Tem algo errado com vovô e vovó
por Bruno CarmeloDizer que a carreira de M. Night Shyamalan está em má fase seria um eufemismo. Há pelo menos dez anos, o antigo prodígio de O Sexto Sentido acumula fracassos em grandes produções, o que tem diminuído a confiança dos estúdios. O cineasta decidiu então fazer o que muitos artistas em situação semelhante fazem: criar uma pequena obra com pouquíssimo dinheiro, de cunho autoral, para voltar a experimentar e colocar a carreira nos eixos. Para a surpresa geral, Shyamalan escolheu o found footage, subdivisão do terror que vive sua pior fase neste momento.
Ao menos, o diretor consegue fazer bom uso da imagem supostamente amadora. O roteiro cria, na maior parte do tempo, situações plausíveis para a câmera estar sempre ligada, afinal, os protagonistas são o garotinho exibicionista Tyler (Ed Oxenbould) e sua irmã Becca (Olivia DeJonge), uma cinéfila que sonha em se tornar documentarista. Por isso, eles registram a primeira viagem à casa dos avós, que tinham rompido com a família há décadas. Certamente, alguns enquadramentos parecem compostos demais, mas de modo geral, a premissa funciona.
Outro fator que contribui à verossimilhança do found footage é a quantidade de humor usada na trama. A jovem documentarista detesta cenas sentimentais, câmeras tremidas ou outros recursos fáceis do cinema de indústria. A Visita surpreende por parodiar os filmes de terror com fórmulas gastas, incluindo citações hilárias à personagem de cabelos longos em O Grito e à câmera escondida nos cantos da casa de Atividade Paranormal. Shyamalan, especialista no suspense e no terror, decidiu brincar com as regras do gênero responsável por sua fama.
Enquanto as crianças se encarregam da comicidade, os avós transformam esta história em um conto de terror. Na chegada da noite, os netinhos percebem atitudes muito estranhas do casal idoso. Mas todas elas são plenamente justificadas pelo roteiro cético. Quando Becca se depara com a avó (Deanna Dunagan) vomitando no chão da casa de madrugada, o avô (Peter McRobbie) explica que ela sofria de uma simples dor de estômago, algo normal nesta idade. Os comportamentos estranhos são explicados pela idade: afinal, é comum velhos manifestarem algum tipo de delírio, andarem pela casa à noite, ou dizerem coisas que não fazem sentido… Para as crianças, a velhice se torna sinônimo da loucura, e portanto do terror.
Shyamalan oferece sensações honestas ao espectador: não há portas rangendo para despertar horror, ou pessoas chegando sorrateiramente por trás dos personagens para dar sustos. Quando Tyler escuta um barulho atrás da porta, basta abri-la para descobrir a origem dos ruídos. Quando os dois sentem ameaçados, correm para fora de casa, ao invés de subirem as escadas como a maioria dos personagens pouco inteligentes das histórias de terror. Talvez isto diminua o potencial do suspense, diluído pelas explicações racionais, mas a escolha atribui à obra uma fina e bem-vinda ironia.

----

ATIVIDADE 1 —
Transcreva literalmente o trecho da crítica, começando em "Shyamalan oferece sensações" e terminando em "e bem-vinda ironia.".
ATIVIDADE 2 —
Liste todos os atores cujos nomes aparecem entre parênteses na crítica.

O MATERIAL —

----

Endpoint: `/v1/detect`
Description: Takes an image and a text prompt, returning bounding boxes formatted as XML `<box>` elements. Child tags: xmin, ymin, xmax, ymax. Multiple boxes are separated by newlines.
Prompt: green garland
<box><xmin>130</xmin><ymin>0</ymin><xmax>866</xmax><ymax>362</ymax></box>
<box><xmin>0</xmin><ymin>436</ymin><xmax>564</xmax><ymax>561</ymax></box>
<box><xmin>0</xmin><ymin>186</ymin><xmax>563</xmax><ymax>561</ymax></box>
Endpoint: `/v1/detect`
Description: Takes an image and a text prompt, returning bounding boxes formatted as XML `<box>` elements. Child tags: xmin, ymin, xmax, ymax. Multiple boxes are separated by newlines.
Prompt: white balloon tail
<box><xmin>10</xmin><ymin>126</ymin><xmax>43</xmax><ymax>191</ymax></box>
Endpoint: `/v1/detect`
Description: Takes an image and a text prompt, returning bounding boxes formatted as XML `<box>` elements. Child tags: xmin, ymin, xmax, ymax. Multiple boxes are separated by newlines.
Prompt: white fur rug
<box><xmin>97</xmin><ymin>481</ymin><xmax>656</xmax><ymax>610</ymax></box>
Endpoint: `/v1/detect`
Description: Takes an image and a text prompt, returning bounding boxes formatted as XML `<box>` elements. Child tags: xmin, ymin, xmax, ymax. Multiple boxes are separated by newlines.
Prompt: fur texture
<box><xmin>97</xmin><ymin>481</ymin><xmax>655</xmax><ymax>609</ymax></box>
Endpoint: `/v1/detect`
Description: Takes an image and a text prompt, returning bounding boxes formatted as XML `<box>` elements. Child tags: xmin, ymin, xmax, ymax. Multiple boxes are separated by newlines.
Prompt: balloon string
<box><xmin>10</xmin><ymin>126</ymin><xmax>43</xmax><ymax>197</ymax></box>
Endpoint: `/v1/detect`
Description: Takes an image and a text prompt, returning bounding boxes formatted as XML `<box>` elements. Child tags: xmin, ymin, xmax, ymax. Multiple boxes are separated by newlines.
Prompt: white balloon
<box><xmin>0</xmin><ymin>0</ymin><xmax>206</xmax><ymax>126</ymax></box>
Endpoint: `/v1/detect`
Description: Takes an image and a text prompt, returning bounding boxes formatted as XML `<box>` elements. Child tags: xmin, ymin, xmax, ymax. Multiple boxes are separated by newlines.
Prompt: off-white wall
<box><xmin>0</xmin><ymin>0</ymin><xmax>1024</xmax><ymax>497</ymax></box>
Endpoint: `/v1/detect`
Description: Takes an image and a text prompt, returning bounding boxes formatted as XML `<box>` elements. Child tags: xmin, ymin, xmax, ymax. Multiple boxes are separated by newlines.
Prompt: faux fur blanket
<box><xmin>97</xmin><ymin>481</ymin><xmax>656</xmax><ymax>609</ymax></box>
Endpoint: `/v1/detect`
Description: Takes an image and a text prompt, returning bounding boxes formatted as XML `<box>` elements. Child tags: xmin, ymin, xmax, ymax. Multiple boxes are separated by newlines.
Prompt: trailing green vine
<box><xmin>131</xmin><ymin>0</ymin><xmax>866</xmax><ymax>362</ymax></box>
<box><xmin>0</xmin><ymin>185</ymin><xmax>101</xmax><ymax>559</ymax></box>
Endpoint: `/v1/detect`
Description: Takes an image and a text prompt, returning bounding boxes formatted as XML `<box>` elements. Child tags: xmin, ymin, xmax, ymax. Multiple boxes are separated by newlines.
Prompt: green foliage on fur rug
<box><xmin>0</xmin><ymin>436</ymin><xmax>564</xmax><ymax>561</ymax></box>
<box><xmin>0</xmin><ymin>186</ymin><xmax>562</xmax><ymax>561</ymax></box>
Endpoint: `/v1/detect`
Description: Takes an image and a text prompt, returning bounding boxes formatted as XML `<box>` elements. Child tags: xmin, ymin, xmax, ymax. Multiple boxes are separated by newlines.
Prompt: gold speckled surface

----

RESPOSTA ESCRITA 1 —
Shyamalan oferece sensações honestas ao espectador: não há portas rangendo para despertar horror, ou pessoas chegando sorrateiramente por trás dos personagens para dar sustos. Quando Tyler escuta um barulho atrás da porta, basta abri-la para descobrir a origem dos ruídos. Quando os dois sentem ameaçados, correm para fora de casa, ao invés de subirem as escadas como a maioria dos personagens pouco inteligentes das histórias de terror. Talvez isto diminua o potencial do suspense, diluído pelas explicações racionais, mas a escolha atribui à obra uma fina e bem-vinda ironia.

RESPOSTA ESCRITA 2 —
Ed Oxenbould, Olivia DeJonge, Deanna Dunagan e Peter McRobbie.